Activity:
Filter the listing for lines containing "tiled".

Data under study:
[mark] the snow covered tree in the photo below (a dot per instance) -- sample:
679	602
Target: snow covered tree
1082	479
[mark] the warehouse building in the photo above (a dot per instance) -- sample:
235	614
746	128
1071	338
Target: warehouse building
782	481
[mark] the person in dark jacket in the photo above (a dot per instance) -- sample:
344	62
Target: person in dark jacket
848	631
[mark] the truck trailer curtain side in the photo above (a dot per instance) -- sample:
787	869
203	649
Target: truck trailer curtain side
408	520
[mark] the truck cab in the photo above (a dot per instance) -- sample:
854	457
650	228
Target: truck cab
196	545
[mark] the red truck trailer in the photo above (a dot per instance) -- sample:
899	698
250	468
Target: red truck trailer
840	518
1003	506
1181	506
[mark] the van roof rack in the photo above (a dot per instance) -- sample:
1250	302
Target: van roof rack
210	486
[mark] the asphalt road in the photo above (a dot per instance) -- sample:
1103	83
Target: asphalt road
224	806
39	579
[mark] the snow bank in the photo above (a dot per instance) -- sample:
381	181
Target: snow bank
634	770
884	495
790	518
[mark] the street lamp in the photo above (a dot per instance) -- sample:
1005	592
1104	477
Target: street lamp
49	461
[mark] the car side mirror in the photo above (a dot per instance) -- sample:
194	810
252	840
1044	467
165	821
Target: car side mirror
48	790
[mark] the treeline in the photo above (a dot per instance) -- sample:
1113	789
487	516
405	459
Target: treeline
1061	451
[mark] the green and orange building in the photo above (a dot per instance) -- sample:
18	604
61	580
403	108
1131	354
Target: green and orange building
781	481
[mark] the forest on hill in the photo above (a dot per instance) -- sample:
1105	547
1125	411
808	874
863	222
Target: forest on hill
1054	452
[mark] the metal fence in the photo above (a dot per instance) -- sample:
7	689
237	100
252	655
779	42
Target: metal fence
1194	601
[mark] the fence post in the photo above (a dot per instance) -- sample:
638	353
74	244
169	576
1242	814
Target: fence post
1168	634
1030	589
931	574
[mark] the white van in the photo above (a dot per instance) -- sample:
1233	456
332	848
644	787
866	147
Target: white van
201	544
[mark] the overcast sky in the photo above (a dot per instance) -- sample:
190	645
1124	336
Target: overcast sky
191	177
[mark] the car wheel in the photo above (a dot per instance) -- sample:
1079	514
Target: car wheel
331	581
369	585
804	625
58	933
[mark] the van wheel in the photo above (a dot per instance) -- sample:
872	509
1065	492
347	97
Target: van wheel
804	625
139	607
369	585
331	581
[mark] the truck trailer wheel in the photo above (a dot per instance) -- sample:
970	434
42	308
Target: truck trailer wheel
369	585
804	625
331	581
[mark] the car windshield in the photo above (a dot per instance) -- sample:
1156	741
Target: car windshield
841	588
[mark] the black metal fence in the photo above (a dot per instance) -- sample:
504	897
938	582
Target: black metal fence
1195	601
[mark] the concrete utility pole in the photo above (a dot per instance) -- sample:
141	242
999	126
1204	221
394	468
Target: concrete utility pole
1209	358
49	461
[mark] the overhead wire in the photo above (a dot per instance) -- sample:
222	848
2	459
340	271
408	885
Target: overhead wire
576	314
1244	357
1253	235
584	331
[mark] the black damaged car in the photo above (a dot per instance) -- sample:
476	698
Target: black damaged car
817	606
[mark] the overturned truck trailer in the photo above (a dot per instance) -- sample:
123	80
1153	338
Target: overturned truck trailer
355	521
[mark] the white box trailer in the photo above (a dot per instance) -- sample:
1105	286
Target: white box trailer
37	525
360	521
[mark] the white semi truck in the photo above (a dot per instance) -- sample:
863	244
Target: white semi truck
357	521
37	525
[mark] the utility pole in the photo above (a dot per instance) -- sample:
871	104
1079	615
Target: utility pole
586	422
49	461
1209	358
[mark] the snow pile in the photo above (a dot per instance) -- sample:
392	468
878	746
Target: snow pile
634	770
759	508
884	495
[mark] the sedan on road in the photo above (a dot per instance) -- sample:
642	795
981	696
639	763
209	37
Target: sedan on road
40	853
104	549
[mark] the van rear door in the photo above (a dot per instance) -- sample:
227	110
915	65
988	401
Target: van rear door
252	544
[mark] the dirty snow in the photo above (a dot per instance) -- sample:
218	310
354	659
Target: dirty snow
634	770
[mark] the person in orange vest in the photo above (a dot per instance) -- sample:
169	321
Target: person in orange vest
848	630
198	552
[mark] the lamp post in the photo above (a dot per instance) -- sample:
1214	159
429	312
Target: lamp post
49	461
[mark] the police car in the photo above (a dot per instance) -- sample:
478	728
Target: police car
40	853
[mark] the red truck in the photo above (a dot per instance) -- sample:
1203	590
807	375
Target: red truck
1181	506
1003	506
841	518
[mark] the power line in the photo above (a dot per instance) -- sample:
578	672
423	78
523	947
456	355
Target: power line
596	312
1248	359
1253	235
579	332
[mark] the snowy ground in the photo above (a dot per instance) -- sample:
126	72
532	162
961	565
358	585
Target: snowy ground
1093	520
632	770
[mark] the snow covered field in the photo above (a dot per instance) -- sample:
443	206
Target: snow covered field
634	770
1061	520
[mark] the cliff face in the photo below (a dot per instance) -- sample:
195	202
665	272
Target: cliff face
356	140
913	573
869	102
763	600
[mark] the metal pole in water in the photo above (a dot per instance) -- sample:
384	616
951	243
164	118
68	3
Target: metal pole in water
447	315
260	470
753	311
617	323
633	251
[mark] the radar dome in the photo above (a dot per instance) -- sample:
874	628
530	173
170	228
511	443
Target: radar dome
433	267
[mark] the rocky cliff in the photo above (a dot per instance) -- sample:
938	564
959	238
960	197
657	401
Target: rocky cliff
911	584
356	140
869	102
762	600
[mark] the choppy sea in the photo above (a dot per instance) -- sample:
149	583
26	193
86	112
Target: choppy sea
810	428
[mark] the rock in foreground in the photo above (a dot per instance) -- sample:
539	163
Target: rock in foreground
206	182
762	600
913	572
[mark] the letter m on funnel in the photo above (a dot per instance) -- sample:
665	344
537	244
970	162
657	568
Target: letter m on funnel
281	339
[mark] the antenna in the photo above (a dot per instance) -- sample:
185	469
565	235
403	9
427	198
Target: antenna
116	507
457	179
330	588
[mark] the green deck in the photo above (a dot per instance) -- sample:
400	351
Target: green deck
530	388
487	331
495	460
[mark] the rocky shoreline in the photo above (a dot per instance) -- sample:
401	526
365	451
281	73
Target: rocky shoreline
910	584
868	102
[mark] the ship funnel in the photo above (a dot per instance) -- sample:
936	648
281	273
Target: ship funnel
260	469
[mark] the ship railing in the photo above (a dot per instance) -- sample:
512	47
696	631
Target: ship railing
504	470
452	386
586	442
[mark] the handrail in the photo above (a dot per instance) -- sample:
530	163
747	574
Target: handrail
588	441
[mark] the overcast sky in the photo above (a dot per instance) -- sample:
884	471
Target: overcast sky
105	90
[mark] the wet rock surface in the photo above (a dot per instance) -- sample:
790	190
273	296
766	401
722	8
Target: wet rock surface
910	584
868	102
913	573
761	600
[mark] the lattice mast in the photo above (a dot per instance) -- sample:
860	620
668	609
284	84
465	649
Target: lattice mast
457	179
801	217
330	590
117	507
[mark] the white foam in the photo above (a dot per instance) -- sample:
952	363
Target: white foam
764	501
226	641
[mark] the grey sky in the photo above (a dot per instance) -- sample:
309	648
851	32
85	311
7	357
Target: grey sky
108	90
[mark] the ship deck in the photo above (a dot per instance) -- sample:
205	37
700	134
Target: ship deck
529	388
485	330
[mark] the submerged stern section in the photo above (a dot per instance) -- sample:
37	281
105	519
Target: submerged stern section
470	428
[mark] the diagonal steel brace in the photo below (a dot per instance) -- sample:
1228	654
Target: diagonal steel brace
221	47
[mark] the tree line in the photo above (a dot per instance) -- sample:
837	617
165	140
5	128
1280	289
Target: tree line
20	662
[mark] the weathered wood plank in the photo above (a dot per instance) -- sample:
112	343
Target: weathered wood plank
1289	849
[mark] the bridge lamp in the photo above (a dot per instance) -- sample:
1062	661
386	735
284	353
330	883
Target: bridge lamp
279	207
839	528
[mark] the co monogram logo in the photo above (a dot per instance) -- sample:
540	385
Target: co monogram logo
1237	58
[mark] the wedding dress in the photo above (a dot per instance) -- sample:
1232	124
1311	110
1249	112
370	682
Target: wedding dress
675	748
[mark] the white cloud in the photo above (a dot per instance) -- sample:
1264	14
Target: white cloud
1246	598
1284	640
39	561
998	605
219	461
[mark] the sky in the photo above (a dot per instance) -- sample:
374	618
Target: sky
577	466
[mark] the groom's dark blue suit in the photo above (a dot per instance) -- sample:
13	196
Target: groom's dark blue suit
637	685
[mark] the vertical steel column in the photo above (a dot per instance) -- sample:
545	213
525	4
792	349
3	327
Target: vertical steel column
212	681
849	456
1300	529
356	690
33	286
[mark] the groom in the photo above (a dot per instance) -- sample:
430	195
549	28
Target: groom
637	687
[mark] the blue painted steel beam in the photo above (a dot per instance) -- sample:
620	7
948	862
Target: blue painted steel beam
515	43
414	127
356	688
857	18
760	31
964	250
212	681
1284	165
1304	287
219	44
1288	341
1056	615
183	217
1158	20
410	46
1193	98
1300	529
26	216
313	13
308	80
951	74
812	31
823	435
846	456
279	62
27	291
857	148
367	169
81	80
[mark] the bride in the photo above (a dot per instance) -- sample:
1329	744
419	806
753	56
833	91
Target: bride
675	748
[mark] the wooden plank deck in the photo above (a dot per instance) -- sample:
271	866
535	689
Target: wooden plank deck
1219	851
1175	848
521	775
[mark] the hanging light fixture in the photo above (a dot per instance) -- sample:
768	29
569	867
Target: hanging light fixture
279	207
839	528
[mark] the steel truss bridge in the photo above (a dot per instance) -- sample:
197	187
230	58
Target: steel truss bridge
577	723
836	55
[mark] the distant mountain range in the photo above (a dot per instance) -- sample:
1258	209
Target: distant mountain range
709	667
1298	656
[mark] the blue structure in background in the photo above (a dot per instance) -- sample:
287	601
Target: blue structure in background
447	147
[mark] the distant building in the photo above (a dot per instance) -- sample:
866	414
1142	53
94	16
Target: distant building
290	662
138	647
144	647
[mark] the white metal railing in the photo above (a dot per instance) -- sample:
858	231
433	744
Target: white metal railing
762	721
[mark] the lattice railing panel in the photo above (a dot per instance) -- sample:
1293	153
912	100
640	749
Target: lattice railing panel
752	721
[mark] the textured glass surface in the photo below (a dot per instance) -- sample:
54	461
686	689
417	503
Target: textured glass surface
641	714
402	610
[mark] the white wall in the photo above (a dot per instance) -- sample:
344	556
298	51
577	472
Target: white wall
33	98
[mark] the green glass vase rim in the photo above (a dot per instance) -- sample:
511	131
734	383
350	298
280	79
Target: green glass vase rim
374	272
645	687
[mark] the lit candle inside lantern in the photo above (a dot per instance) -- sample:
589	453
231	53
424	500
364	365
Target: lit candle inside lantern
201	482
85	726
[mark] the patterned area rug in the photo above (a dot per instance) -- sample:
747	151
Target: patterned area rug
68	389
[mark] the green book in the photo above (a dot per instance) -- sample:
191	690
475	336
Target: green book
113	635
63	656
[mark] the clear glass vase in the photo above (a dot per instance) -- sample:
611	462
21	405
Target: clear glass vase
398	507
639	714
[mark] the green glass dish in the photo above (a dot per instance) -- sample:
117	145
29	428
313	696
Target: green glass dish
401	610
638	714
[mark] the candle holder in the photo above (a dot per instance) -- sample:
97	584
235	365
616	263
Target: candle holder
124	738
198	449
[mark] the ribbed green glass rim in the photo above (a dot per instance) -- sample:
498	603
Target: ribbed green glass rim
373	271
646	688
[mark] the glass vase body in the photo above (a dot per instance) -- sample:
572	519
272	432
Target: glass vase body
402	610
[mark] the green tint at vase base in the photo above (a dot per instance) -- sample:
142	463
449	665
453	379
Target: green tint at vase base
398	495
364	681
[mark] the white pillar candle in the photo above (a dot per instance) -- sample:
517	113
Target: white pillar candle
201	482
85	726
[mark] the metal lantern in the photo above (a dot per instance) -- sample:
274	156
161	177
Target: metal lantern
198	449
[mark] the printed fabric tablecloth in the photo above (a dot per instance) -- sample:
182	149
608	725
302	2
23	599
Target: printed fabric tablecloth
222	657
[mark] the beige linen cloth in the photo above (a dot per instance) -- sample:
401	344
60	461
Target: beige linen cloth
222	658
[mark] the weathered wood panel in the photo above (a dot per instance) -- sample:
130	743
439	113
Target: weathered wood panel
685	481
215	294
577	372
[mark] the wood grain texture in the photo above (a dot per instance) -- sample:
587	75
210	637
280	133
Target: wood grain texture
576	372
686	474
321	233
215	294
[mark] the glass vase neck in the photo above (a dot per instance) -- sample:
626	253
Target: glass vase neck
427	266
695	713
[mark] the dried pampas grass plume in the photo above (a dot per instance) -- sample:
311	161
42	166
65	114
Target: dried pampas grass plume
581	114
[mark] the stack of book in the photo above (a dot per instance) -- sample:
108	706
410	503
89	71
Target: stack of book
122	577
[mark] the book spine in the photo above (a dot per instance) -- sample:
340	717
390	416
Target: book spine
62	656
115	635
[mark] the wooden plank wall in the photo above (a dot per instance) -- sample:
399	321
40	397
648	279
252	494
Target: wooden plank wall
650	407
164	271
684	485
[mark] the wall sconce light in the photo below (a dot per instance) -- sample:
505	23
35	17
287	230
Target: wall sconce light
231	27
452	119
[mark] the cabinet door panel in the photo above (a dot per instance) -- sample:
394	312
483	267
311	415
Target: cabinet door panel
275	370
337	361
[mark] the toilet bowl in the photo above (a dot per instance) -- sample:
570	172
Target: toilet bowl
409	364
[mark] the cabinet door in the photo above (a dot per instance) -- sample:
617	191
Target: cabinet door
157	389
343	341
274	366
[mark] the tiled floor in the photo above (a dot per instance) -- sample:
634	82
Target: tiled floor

Your solution:
[mark] the tiled floor in the photo above (a dot per instance) -- sample:
Target: tiled floor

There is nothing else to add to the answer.